● Extracted entries:
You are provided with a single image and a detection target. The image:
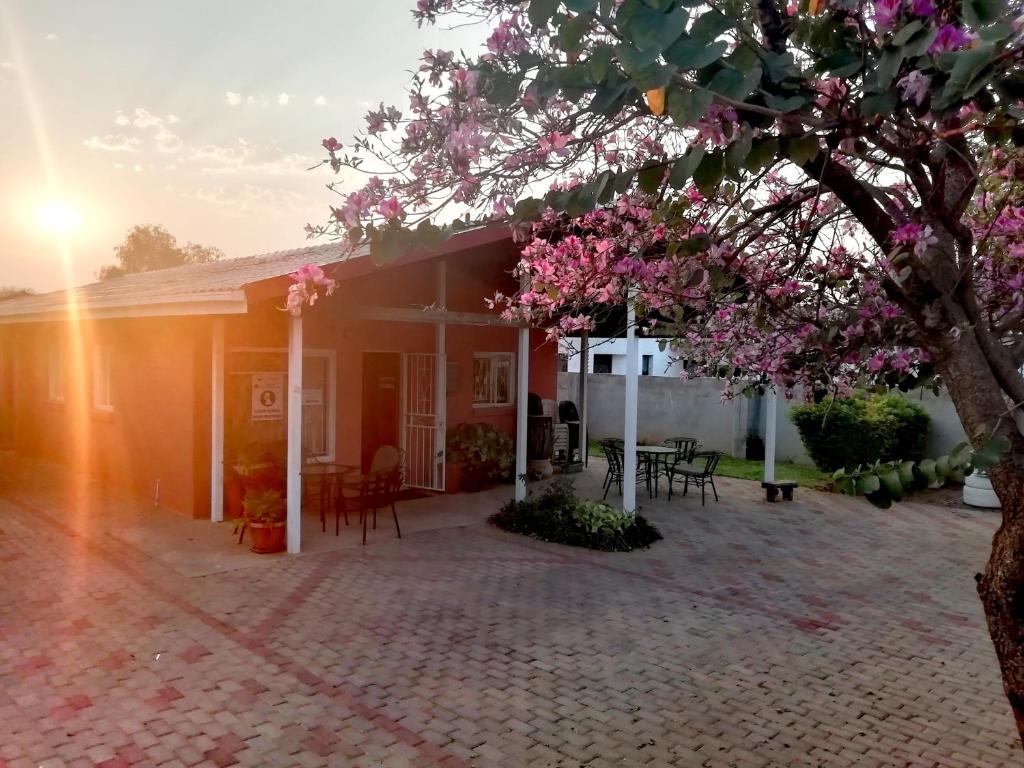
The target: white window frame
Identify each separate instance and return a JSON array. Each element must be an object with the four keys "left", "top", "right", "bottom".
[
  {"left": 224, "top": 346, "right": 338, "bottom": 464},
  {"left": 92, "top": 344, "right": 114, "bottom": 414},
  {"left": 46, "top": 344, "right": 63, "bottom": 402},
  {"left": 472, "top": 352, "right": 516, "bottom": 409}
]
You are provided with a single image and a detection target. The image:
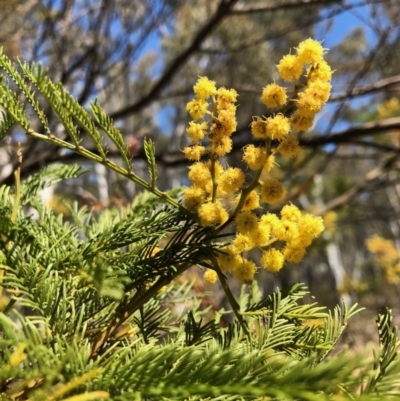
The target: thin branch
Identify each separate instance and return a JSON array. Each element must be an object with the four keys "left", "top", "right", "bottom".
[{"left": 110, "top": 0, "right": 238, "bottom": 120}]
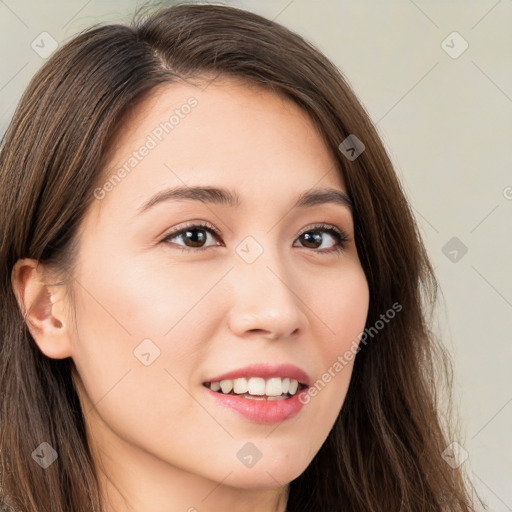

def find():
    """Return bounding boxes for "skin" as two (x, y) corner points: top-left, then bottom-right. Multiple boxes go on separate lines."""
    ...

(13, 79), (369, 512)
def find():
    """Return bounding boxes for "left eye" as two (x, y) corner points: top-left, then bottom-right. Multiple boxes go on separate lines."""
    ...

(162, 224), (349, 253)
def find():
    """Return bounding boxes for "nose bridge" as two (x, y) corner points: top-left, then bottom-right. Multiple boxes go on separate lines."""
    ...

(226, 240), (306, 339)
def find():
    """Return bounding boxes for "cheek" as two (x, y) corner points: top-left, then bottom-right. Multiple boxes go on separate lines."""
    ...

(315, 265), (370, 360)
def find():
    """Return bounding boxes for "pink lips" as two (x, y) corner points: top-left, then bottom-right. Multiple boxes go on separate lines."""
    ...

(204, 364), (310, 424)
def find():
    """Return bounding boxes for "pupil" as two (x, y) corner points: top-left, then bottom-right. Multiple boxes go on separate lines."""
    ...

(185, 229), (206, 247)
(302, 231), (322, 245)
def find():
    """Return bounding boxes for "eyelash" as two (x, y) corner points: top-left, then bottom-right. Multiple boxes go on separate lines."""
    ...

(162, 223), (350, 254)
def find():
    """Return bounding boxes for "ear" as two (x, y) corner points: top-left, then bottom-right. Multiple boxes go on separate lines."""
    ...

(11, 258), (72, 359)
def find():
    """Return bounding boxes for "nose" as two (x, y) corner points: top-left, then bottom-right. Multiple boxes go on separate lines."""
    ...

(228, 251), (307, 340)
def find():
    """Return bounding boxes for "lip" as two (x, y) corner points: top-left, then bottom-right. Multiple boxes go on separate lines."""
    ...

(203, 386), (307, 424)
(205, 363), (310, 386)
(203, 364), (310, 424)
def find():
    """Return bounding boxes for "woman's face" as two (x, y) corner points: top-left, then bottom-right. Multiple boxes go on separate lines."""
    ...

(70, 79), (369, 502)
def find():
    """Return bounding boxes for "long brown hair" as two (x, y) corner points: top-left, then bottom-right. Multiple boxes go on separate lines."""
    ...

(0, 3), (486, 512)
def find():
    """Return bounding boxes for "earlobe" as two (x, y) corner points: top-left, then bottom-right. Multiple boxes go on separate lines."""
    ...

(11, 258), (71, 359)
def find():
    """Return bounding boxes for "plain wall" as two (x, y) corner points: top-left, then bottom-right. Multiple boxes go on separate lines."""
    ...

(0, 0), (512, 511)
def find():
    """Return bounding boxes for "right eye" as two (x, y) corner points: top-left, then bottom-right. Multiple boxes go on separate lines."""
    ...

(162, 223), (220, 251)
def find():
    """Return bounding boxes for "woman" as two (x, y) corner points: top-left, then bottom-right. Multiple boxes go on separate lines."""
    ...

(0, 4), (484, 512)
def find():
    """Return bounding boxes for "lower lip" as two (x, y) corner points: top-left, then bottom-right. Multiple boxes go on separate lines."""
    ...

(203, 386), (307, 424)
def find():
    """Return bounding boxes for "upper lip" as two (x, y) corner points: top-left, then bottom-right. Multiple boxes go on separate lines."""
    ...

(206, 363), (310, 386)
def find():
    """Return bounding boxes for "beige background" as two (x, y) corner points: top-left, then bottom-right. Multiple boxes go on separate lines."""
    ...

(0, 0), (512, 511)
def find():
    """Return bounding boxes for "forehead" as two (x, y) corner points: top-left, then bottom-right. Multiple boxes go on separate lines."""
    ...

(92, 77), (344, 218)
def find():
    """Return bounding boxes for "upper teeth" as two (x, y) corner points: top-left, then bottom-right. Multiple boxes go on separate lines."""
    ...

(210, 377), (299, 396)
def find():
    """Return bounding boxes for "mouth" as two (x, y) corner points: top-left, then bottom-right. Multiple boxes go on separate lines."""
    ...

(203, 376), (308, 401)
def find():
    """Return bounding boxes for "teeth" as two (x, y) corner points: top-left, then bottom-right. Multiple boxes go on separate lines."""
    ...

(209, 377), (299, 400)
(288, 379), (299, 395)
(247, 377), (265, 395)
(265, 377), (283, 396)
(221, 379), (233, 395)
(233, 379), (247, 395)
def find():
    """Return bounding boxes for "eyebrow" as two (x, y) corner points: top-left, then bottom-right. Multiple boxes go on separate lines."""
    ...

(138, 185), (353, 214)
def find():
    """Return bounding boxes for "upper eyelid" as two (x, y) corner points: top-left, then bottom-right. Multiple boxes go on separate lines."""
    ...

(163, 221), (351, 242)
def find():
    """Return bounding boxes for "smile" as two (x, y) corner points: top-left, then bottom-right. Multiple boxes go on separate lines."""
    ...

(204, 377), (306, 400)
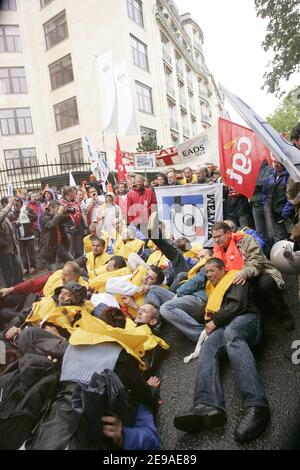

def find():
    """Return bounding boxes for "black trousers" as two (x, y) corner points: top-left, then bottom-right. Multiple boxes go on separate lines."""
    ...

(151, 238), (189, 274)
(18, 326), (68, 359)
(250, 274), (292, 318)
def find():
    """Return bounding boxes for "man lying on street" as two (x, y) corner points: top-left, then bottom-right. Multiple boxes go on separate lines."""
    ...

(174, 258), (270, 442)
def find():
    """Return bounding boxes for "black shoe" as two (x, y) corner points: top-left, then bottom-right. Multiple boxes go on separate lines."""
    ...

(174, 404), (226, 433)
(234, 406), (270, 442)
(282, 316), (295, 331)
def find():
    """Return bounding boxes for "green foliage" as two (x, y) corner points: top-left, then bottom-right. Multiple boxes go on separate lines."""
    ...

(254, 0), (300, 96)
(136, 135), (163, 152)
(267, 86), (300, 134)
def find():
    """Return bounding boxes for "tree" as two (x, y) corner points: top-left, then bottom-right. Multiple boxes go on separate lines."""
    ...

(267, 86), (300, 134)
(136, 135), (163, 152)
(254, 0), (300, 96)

● Instructions to follow: Rewrite every line of the items above as a JSON list of strings, one string per line, skipping blank lines and leaving out the pictures.

● Task answer:
[
  "You are provided with a single image and a detection target. The image:",
  "The target: white window frame",
  "Identify each separate instance and return a JSON array. Each element must be an object with the four keys \"left\", \"top\", \"right\", \"bottom\".",
  "[",
  "  {\"left\": 224, \"top\": 346, \"right\": 338, \"bottom\": 464},",
  "  {\"left\": 92, \"top\": 344, \"right\": 114, \"bottom\": 414},",
  "  {\"left\": 46, \"top\": 344, \"right\": 63, \"bottom\": 402},",
  "  {\"left\": 472, \"top\": 352, \"right\": 516, \"bottom\": 409}",
  "]",
  "You are provided with a single image and a detection target. The image:",
  "The target: thin branch",
  "Identify each separate instance and return a JSON array. Each element must be an object with the four keys \"left\", \"top\", \"right\", \"bottom\".",
  "[{\"left\": 110, \"top\": 0, \"right\": 238, \"bottom\": 120}]",
  "def find():",
  "    \"\"\"Return bounding boxes for \"skin\" as two (x, y) corner points: top-left, then bottom-right. Multiple boxes go on separate lines.\"\"\"",
  "    ...",
  "(13, 79), (369, 512)",
  "def find():",
  "    \"\"\"Return bounding boxes for \"left eye\" as two (x, y) corner points: top-left, then bottom-right. Multiple boxes go on separate lines.\"\"\"",
  "    ...",
  "(162, 224), (349, 253)",
  "def find():",
  "    \"\"\"Return bounding boxes for \"nose bridge\" as two (x, y) corner points: top-left, then bottom-right. Multiple boxes go on separate lines.\"\"\"",
  "    ...",
  "(226, 240), (306, 339)",
  "def find():",
  "    \"\"\"Return bounding boxes for \"cheek\" as two (x, y) corner points: top-left, then bottom-right. Multiple boxes go on separate lines.\"\"\"",
  "    ...",
  "(315, 265), (370, 360)",
  "def find():",
  "    \"\"\"Return bounding boxes for \"pink lips\" as two (x, y) corner points: top-left, then bottom-right. Multiple boxes go on separate lines.\"\"\"",
  "    ...",
  "(204, 364), (310, 424)",
  "def find():",
  "    \"\"\"Return bounding boxes for \"pupil\" as two (x, y) corner points: top-left, then bottom-right. Multiple boxes go on separate lines.\"\"\"",
  "    ...",
  "(185, 229), (206, 247)",
  "(302, 231), (322, 245)",
  "def find():",
  "    \"\"\"Return bounding boxes for \"eyelash\" as two (x, y) corner points: top-left, then bottom-right. Multiple boxes go on separate lines.\"\"\"",
  "    ...",
  "(162, 223), (350, 254)",
  "def find():",
  "    \"\"\"Return bounding boxes for \"ear\" as two (x, y) corner points: top-left, then bottom-right. Multiple boxes go on separate lines.\"\"\"",
  "    ...",
  "(11, 258), (72, 359)",
  "def find():",
  "    \"\"\"Return bounding boxes for \"nose\" as two (x, y) corner points: top-left, then bottom-right. Multiple boxes go on separate lines.\"\"\"",
  "    ...",
  "(228, 251), (307, 340)",
  "def find():",
  "    \"\"\"Return bounding boxes for \"lip\" as two (x, y) corner points: top-left, then bottom-right. Multiple boxes go on separate lines.\"\"\"",
  "    ...",
  "(203, 386), (307, 424)",
  "(205, 363), (310, 386)",
  "(203, 364), (310, 424)",
  "def find():",
  "    \"\"\"Return bounding boxes for \"woman's face\" as two (x, y) corner points: top-left, then bottom-right. Multiple boxes go on separate lines.\"\"\"",
  "    ...",
  "(70, 79), (369, 502)",
  "def find():",
  "    \"\"\"Return bounding boxes for \"long brown hair\" as two (x, y) corner points: top-left, then bottom-right. Multiple boxes go on separate lines.\"\"\"",
  "    ...",
  "(0, 3), (486, 512)",
  "def find():",
  "    \"\"\"Return bounding boxes for \"earlobe\" as two (x, y) corner points: top-left, then bottom-right. Multiple boxes go on separate lines.\"\"\"",
  "    ...",
  "(11, 258), (71, 359)",
  "def find():",
  "    \"\"\"Return bounding boxes for \"plain wall\" as two (x, y) corner points: top-left, then bottom-right. Multiple boxes go on separate lines.\"\"\"",
  "    ...",
  "(0, 0), (512, 511)",
  "def find():",
  "    \"\"\"Return bounding boxes for \"right eye\" as two (x, y) corner points: top-left, then bottom-right. Multiple boxes go on separate lines.\"\"\"",
  "    ...",
  "(162, 223), (220, 251)",
  "def find():",
  "    \"\"\"Return bounding boxes for \"woman\" as two (x, y) corner points: top-left, then bottom-right. Multiple boxes go on separate lines.\"\"\"",
  "    ...",
  "(0, 4), (484, 512)",
  "def find():",
  "    \"\"\"Return bounding boxes for \"lower lip\" as two (x, y) corner points: top-left, then bottom-right. Multiple boxes go on separate lines.\"\"\"",
  "    ...",
  "(203, 386), (307, 424)",
  "def find():",
  "    \"\"\"Return bounding boxes for \"upper lip\" as two (x, y) corner points: top-left, then bottom-right. Multiple boxes go on separate lines.\"\"\"",
  "    ...",
  "(206, 363), (310, 386)",
  "def find():",
  "    \"\"\"Return bounding boxes for \"beige background\" as two (x, y) corner points: top-left, then bottom-right. Multiple boxes go on separate lines.\"\"\"",
  "    ...",
  "(0, 0), (512, 511)",
  "def find():",
  "    \"\"\"Return bounding boxes for \"forehead\" as two (x, y) corner points: top-left, then bottom-right. Multiple boxes go on separate lines.\"\"\"",
  "    ...",
  "(92, 77), (344, 218)",
  "def find():",
  "    \"\"\"Return bounding boxes for \"upper teeth\" as two (x, y) corner points: top-left, then bottom-right. Multiple boxes go on separate lines.\"\"\"",
  "    ...",
  "(210, 377), (299, 396)",
  "def find():",
  "    \"\"\"Return bounding boxes for \"mouth\" as two (x, y) corner points: top-left, then bottom-right. Multiple boxes go on separate lines.\"\"\"",
  "    ...",
  "(203, 376), (308, 401)",
  "def find():",
  "    \"\"\"Return bounding boxes for \"teeth\" as two (x, y) corner points: top-left, then bottom-right. Multiple boxes go on separate lines.\"\"\"",
  "    ...",
  "(209, 377), (299, 400)",
  "(288, 379), (299, 395)",
  "(247, 377), (265, 395)",
  "(265, 377), (283, 396)",
  "(221, 379), (233, 395)",
  "(233, 379), (247, 395)",
  "def find():",
  "    \"\"\"Return bounding boxes for \"eyebrow\" as two (x, y) corner points: top-left, then bottom-right. Multiple boxes go on separate lines.\"\"\"",
  "    ...",
  "(138, 185), (353, 214)",
  "def find():",
  "    \"\"\"Return bounding boxes for \"upper eyelid\" as two (x, y) corner points: top-left, then bottom-right. Multiple boxes go on separate lines.\"\"\"",
  "    ...",
  "(163, 221), (351, 242)",
  "def find():",
  "    \"\"\"Return bounding boxes for \"smile\" as two (x, y) corner points: top-left, then bottom-right. Multiple boxes go on separate lines.\"\"\"",
  "    ...",
  "(204, 377), (306, 400)",
  "def find():",
  "    \"\"\"Return bounding boxes for \"black trousers\" as two (x, y) corner points: top-left, then bottom-right. Multiple boxes go on separate lines.\"\"\"",
  "    ...",
  "(151, 238), (189, 274)",
  "(18, 326), (68, 359)",
  "(250, 274), (292, 318)",
  "def find():",
  "    \"\"\"Return bounding boxes for \"man lying on street\" as two (x, y) corner points: top-left, then bottom-right. Multiple boxes go on separate lines.\"\"\"",
  "    ...",
  "(174, 258), (270, 442)",
  "def find():",
  "    \"\"\"Return bounding boxes for \"black shoe\" as two (x, y) corner points: top-left, then bottom-right. Multiple boxes go on separate lines.\"\"\"",
  "    ...",
  "(174, 404), (226, 433)",
  "(234, 406), (270, 442)",
  "(282, 316), (295, 331)",
  "def find():",
  "    \"\"\"Return bounding boxes for \"green foliage\" as two (x, y) corner points: top-left, then bottom-right. Multiple boxes go on separate lines.\"\"\"",
  "    ...",
  "(254, 0), (300, 96)",
  "(136, 135), (163, 152)",
  "(267, 86), (300, 134)",
  "def find():",
  "    \"\"\"Return bounding boxes for \"tree\" as two (x, y) corner points: top-left, then bottom-right. Multiple boxes go on separate lines.\"\"\"",
  "    ...",
  "(267, 86), (300, 134)",
  "(136, 135), (163, 152)",
  "(254, 0), (300, 96)"
]